-- Problem requirements --
Leaving the pictures aside, transcribe every line below exactly.

*** Opening Material to process ***

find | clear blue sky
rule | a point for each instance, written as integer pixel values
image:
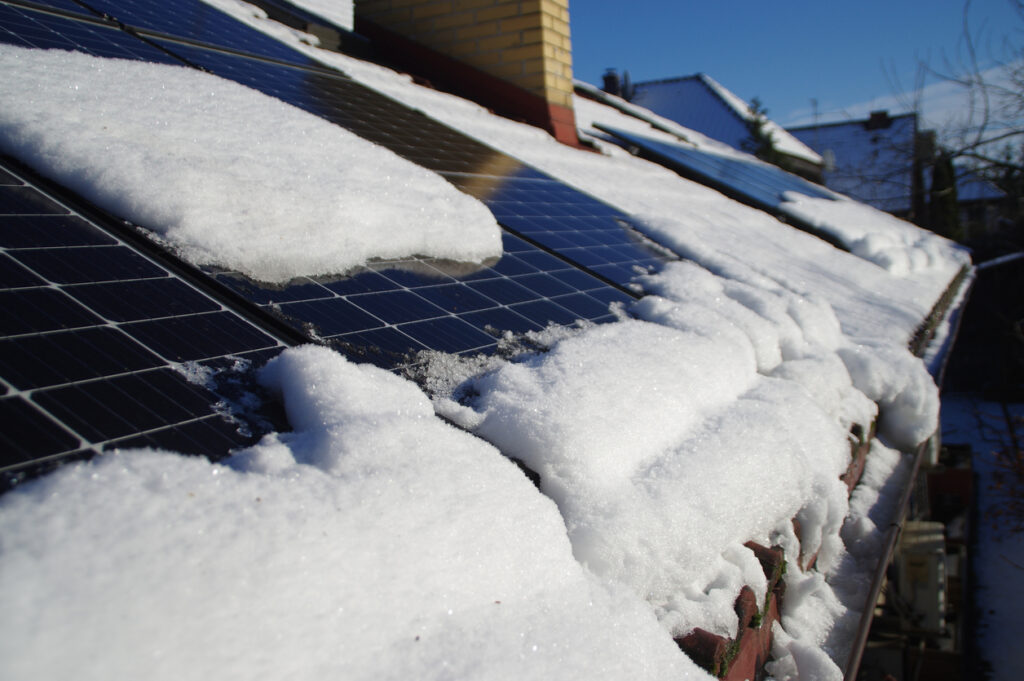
(841, 52)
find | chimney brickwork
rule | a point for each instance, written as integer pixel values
(523, 43)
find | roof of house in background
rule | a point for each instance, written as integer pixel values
(873, 161)
(681, 333)
(702, 103)
(870, 160)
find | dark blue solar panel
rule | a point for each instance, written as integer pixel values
(26, 433)
(759, 181)
(394, 307)
(197, 20)
(67, 5)
(523, 200)
(90, 332)
(32, 29)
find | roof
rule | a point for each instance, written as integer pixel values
(359, 427)
(702, 103)
(870, 162)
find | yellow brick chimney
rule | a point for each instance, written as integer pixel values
(514, 56)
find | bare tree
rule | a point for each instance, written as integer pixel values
(988, 135)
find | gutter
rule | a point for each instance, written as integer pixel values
(895, 529)
(889, 548)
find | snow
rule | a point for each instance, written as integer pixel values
(374, 542)
(890, 243)
(645, 436)
(228, 176)
(781, 139)
(338, 12)
(738, 377)
(693, 220)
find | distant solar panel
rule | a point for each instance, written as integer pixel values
(91, 341)
(67, 5)
(753, 182)
(27, 28)
(197, 20)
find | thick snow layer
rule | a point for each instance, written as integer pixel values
(820, 613)
(338, 12)
(646, 436)
(695, 221)
(374, 542)
(229, 176)
(781, 139)
(895, 245)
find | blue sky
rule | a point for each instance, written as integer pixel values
(851, 56)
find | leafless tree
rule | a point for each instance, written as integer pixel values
(988, 135)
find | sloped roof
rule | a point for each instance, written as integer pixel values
(872, 163)
(702, 103)
(672, 330)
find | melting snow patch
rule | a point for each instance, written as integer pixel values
(229, 176)
(890, 243)
(665, 451)
(374, 542)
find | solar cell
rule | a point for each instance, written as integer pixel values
(752, 182)
(523, 200)
(66, 5)
(90, 339)
(196, 20)
(22, 26)
(757, 180)
(574, 256)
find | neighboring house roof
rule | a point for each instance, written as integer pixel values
(705, 104)
(870, 160)
(648, 348)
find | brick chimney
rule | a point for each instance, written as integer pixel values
(513, 56)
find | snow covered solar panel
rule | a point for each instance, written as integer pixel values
(391, 308)
(91, 339)
(196, 20)
(20, 26)
(524, 201)
(66, 5)
(753, 182)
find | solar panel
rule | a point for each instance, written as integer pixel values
(389, 308)
(92, 340)
(526, 202)
(66, 5)
(27, 28)
(753, 182)
(197, 20)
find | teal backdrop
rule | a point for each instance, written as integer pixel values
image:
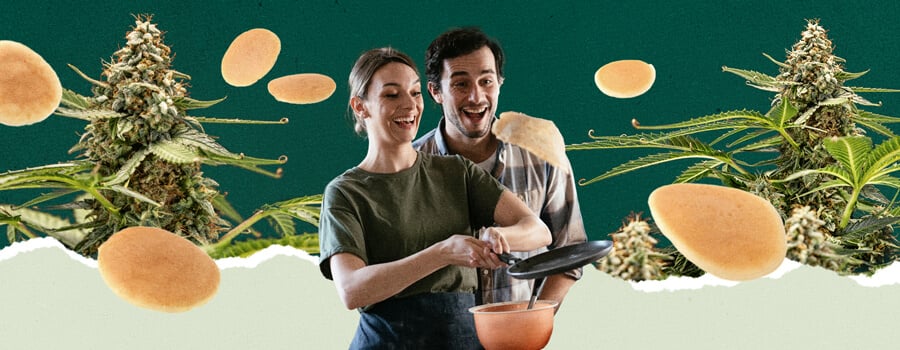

*** Closing Material to process ***

-- Answer to the exercise --
find | clear blue sky
rule | a point for each instance, written as integer pixel values
image:
(841, 52)
find | chimney brickwork
rule | a point for each instance, written as integer pixel values
(523, 43)
find | roof of house in background
rule | a point for each instance, written as integer pixel values
(873, 161)
(681, 333)
(702, 103)
(870, 160)
find | dark blue solar panel
rule | a point for each instance, written as integer pixel values
(26, 433)
(759, 181)
(394, 307)
(197, 20)
(67, 5)
(523, 200)
(90, 332)
(32, 29)
find | roof
rule | a point for each instance, written as integer pixel values
(359, 427)
(702, 103)
(870, 162)
find | yellow brick chimney
rule | a point for each instance, written as integer pixel values
(514, 56)
find | bare tree
rule | a point for each instance, written as integer pixel values
(988, 135)
find | gutter
rule | a point for each instance, written as integer pixel values
(895, 529)
(889, 548)
find | snow
rule | a point for each instance, written as integer pixel values
(374, 542)
(890, 243)
(645, 436)
(228, 176)
(781, 139)
(338, 12)
(738, 377)
(693, 220)
find | distant solar panel
rule | a point for each instance, written as integer pixel values
(91, 341)
(67, 5)
(753, 182)
(27, 28)
(197, 20)
find | thick snow layer
rule | a point for each instance, written as integer pixel values
(820, 613)
(338, 12)
(646, 436)
(695, 221)
(374, 542)
(229, 176)
(781, 139)
(895, 245)
find | blue sky
rule | a point for each instance, written as integer pixel values
(851, 56)
find | leafless tree
rule | a point for each instance, written as integer pixel values
(988, 135)
find | sloped roof
rule | a point for each instance, written as integer pixel values
(872, 163)
(702, 103)
(672, 330)
find | melting snow patch
rule | a point for each instance, written as integer pixel values
(229, 176)
(890, 243)
(665, 451)
(374, 542)
find | solar cell
rule | a point for each instance, written as integer pixel values
(752, 182)
(523, 200)
(66, 5)
(90, 339)
(196, 20)
(22, 26)
(757, 180)
(574, 256)
find | neighboring house roof
rule | a point for each instance, written as integer pixel values
(705, 104)
(870, 160)
(648, 348)
find | brick chimney
rule | a point for each instance, written as integer pixel values
(513, 56)
find | snow covered solar panel
rule | a point for each instance, written as integer pixel values
(391, 308)
(91, 339)
(196, 20)
(20, 26)
(524, 201)
(66, 5)
(753, 182)
find | solar panel
rule | a point for each instance, written as integer pixel values
(389, 308)
(92, 340)
(526, 202)
(66, 5)
(27, 28)
(753, 182)
(197, 20)
find | teal backdrop
rule | a point for each instance, written as integer pixel values
image:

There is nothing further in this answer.